STATED TASK: Reproduce the lines of the material below, from the line with "Report the location of each instance of the cloud" up to and including the line with "x=905, y=248". Give back only those lines.

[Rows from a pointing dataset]
========================================

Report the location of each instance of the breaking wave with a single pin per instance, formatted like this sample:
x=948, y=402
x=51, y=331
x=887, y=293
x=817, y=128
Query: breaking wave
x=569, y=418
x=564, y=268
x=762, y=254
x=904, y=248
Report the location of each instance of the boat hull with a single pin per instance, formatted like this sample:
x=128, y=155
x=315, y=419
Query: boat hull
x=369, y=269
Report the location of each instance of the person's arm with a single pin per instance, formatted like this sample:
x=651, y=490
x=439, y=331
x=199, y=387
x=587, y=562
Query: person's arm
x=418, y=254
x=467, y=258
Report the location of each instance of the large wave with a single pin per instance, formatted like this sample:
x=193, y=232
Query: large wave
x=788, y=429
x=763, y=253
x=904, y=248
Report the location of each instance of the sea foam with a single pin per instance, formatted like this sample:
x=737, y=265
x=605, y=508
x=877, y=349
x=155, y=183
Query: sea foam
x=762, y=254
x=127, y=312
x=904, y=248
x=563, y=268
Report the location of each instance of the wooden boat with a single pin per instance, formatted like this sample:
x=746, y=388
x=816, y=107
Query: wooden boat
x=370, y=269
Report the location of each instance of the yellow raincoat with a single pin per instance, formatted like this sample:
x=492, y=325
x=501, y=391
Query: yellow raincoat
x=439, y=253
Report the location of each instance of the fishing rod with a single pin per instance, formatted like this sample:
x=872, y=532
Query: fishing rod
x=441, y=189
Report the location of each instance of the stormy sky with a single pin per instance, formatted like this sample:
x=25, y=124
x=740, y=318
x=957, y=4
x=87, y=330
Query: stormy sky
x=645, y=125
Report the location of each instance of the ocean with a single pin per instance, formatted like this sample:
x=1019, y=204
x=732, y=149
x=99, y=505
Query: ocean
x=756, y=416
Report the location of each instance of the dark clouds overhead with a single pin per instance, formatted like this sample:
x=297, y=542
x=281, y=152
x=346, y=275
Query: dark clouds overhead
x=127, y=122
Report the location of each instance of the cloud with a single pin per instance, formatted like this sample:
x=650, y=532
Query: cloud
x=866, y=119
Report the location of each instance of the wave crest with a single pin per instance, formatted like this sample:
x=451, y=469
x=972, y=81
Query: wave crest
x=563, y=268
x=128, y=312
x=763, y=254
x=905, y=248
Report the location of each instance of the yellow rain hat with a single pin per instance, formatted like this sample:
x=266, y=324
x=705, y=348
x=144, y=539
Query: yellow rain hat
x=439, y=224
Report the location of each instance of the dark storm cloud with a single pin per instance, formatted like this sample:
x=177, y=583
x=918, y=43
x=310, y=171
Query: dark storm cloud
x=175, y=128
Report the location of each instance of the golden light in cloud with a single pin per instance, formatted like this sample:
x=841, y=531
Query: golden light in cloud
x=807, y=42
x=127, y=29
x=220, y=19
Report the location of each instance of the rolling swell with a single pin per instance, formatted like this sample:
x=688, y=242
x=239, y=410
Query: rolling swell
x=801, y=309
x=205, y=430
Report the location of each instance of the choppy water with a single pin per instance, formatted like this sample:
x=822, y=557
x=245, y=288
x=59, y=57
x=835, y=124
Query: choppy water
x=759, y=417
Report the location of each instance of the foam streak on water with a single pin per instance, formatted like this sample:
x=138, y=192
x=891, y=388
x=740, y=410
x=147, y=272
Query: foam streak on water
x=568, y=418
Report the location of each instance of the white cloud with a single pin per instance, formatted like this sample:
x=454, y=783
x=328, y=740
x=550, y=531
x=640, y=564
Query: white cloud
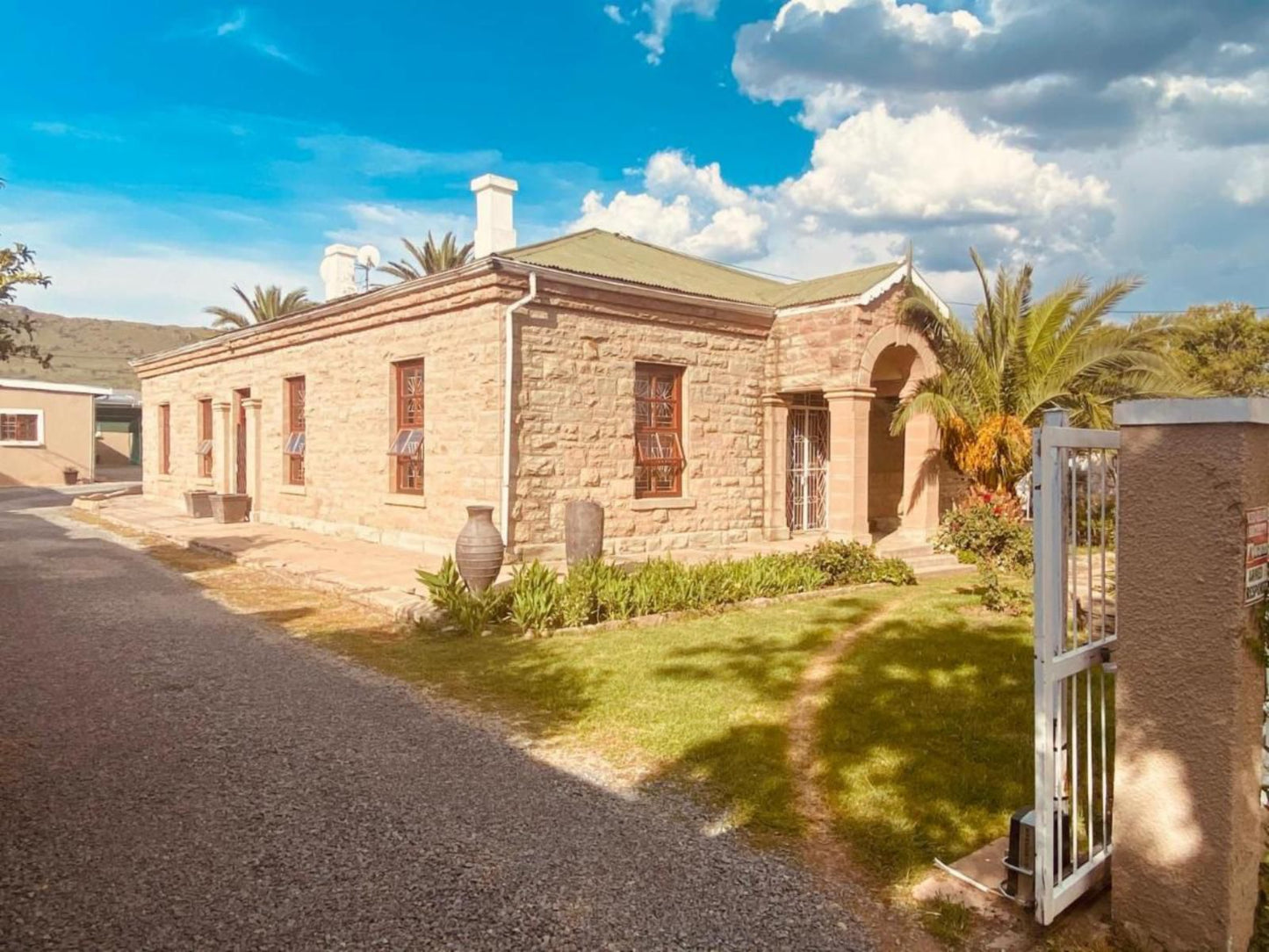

========================================

RESPONSE TO THE TASK:
Report the location of each instance of the cloud with a single pin per instance, formatted like this sample:
x=650, y=532
Query: cloud
x=866, y=119
Report the location of each instance of the wave crest with a single pin per instance, formatted like this sample:
x=451, y=469
x=972, y=81
Query: wave crest
x=563, y=268
x=128, y=312
x=763, y=254
x=905, y=248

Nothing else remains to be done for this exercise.